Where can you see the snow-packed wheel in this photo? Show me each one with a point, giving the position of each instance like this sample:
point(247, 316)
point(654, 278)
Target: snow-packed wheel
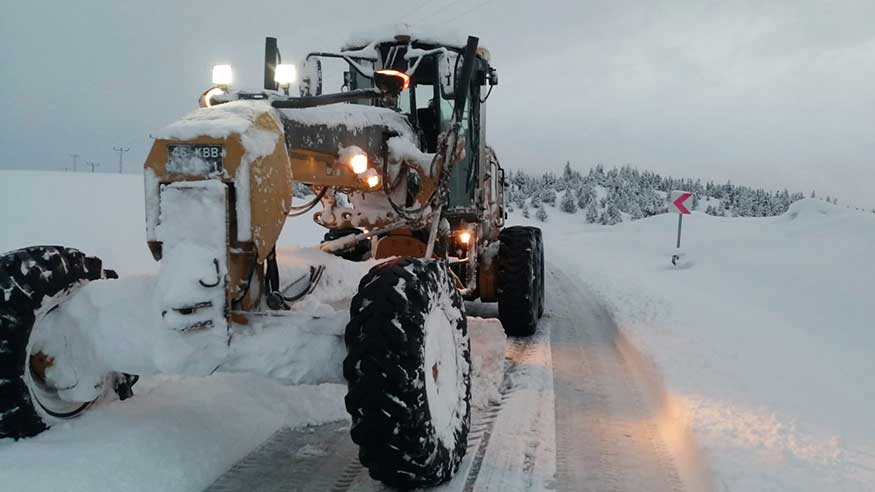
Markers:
point(541, 278)
point(520, 288)
point(32, 282)
point(408, 373)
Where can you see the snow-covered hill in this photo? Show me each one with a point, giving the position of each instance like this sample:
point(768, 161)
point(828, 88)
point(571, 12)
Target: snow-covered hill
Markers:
point(765, 335)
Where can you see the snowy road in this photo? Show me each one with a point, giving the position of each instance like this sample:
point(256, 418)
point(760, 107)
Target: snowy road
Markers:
point(614, 431)
point(577, 378)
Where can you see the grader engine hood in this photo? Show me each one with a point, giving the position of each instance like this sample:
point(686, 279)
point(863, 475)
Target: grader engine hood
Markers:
point(237, 147)
point(315, 136)
point(239, 144)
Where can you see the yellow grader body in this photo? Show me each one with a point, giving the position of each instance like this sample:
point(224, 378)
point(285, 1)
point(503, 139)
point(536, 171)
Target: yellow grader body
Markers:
point(399, 164)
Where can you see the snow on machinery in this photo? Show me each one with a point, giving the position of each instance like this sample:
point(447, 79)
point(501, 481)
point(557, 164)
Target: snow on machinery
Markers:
point(399, 164)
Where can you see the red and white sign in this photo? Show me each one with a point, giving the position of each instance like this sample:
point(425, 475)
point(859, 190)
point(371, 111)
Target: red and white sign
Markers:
point(678, 198)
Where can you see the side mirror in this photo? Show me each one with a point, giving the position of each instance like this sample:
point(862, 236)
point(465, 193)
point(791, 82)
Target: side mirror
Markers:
point(447, 64)
point(311, 82)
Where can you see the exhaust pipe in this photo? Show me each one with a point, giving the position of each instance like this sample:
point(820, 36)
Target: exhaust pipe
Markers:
point(271, 58)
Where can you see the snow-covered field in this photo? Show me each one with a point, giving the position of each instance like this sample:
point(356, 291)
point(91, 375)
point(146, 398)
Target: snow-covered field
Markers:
point(176, 434)
point(764, 336)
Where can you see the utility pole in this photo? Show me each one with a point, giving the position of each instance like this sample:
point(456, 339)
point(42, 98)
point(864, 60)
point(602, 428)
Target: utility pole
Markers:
point(121, 151)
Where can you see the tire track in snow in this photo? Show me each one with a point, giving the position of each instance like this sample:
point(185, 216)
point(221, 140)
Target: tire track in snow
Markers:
point(609, 417)
point(519, 451)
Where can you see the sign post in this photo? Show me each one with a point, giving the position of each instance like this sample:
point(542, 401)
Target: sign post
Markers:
point(677, 199)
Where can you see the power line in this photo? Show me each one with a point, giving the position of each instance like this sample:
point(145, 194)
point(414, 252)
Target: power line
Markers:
point(121, 152)
point(481, 4)
point(440, 7)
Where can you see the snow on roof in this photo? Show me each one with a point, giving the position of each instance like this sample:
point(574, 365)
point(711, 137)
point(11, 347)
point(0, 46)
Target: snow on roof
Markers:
point(423, 33)
point(351, 116)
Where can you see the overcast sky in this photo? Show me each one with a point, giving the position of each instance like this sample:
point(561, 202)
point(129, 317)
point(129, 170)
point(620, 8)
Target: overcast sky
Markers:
point(773, 94)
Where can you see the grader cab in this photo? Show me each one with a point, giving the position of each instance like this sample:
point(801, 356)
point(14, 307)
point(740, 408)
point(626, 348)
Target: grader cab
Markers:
point(398, 166)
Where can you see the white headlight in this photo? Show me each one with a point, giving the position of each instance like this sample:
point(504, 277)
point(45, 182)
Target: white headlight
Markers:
point(222, 75)
point(359, 163)
point(285, 74)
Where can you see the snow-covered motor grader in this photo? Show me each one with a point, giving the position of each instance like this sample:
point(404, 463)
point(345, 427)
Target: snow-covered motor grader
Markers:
point(398, 162)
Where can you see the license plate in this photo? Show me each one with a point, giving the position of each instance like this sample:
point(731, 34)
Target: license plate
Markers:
point(195, 159)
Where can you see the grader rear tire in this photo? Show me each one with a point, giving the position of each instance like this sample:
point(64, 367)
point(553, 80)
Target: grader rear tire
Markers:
point(520, 276)
point(408, 373)
point(31, 281)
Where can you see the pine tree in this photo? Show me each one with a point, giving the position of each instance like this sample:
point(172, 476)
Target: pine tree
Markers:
point(635, 211)
point(568, 203)
point(541, 214)
point(592, 213)
point(585, 195)
point(549, 196)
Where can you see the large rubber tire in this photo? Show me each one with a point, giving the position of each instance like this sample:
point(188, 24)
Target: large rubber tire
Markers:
point(410, 402)
point(31, 279)
point(520, 289)
point(541, 279)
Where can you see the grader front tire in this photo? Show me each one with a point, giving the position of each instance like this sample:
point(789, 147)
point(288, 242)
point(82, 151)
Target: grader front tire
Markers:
point(31, 279)
point(408, 373)
point(520, 279)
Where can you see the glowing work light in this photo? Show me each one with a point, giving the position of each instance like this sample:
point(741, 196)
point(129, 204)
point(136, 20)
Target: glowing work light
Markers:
point(285, 74)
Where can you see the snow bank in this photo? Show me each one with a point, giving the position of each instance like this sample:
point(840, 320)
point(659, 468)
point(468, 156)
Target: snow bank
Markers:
point(765, 340)
point(176, 434)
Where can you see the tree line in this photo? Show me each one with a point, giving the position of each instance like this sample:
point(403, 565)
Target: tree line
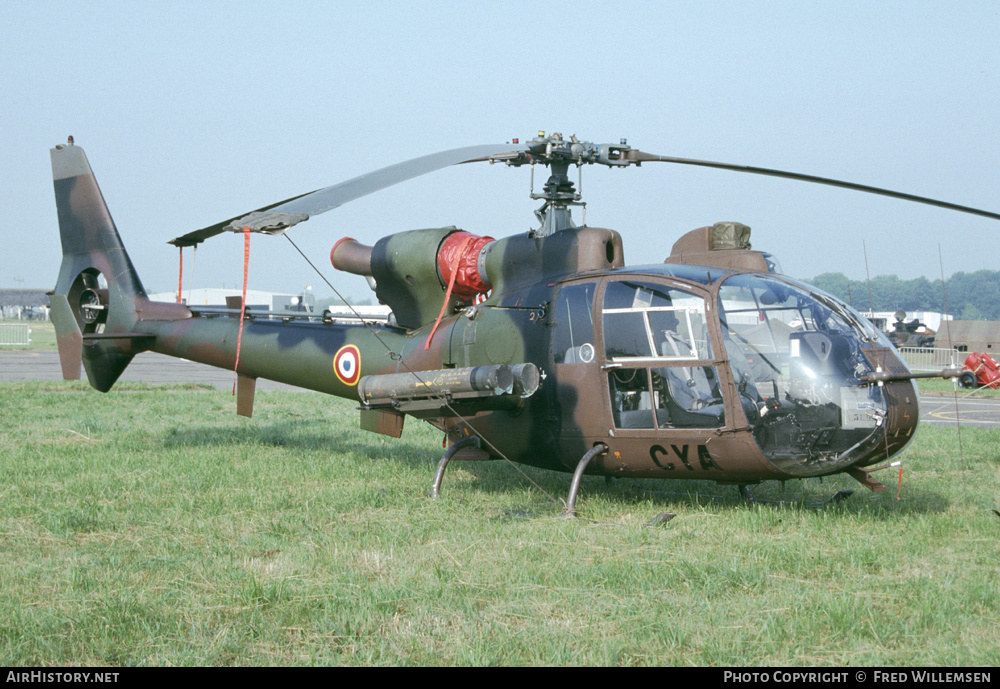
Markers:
point(970, 296)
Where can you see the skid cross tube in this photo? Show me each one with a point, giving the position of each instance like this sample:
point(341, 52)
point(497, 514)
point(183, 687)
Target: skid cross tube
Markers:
point(472, 441)
point(570, 509)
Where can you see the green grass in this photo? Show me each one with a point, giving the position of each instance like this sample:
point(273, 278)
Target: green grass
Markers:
point(42, 337)
point(152, 526)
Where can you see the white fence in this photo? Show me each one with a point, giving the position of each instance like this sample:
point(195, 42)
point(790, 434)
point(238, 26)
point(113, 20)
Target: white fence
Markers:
point(931, 358)
point(16, 334)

**Problem to work on:** Look through the entries above and report each line where the string "utility" occurs.

**Task answer:**
Where can you see the utility pole in this photo? Show me each one with a point, giving the position of each instance like this sample:
Target: utility pole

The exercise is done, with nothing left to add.